Plusieurs lectures pour mieux recevoir et percevoir vos mots et leurs sens.

"De leurs prières émane un doux parfum, de leurs cris s’échappe un paradis de paroles. L’esprit ils ne l’ont plus hélas ! "

Ce passage est à mon sens celui du poète: vous qui nous invitez à prendre de la graine.
C’est le savoir juste et impétueux de la langue française celle des mots parfois abscons qui n'ont rien à voir avec la littérature proprement dite, où l'inconscient prend forme sonore et dont vous le poète en cueillait l'essence. En l'effleurant cette essence, d’aussi près que vous pouvez....

J'ai été sous le charme....incontestablement.

Au plaisir de vous lire
Cordialement

   jeanphi   
16/12/2023
trouve l'écriture
aboutie
et
aime bien
Bonjour,

Il est peu aisé de se représenter la relation qui régit les différents groupes. Le couple soumis au tango de la tentation exotique, la fragilité de tels rapports, peut-être.
Des images très marquantes malgré ce chao et cette emphase voulus.
Explorez-vous le thème de la contradiction ? On se demande quelles sont les raisons d'être d'un tel écrit alors que ces raisons crèvent l'œil, extérioriser ou simplement faire hommage à l'expérience ou à la vision du narrateur.

   papipoete   
16/12/2023
trouve l'écriture
convenable
et
aime un peu
bonjour Skender
Votre récit pourrait dissuader le lecteur, par la densité de sa prose, et force lignes que cette " cohorte des ombres "
Sans crier " j'ai tout compris ", je retiendrais mon sentiment personnel
- je sais que tu ne les aimais pas, et pourtant ils sont tous venus, pour t'accompagner, même LUI !

### DONNÉES ENREGISTRÉES
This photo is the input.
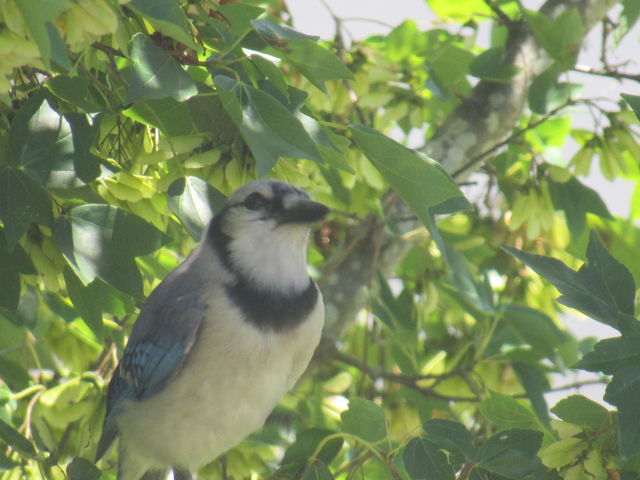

### DÉFI
Recopiez, s'il vous plaît, le passage de l'extrait du document situé entre "Des images très" et "vision du narrateur.", ces deux bornes comprises.

### RÉPONSE ÉCRITE
Des images très marquantes malgré ce chao et cette emphase voulus.
Explorez-vous le thème de la contradiction ? On se demande quelles sont les raisons d'être d'un tel écrit alors que ces raisons crèvent l'œil, extérioriser ou simplement faire hommage à l'expérience ou à la vision du narrateur.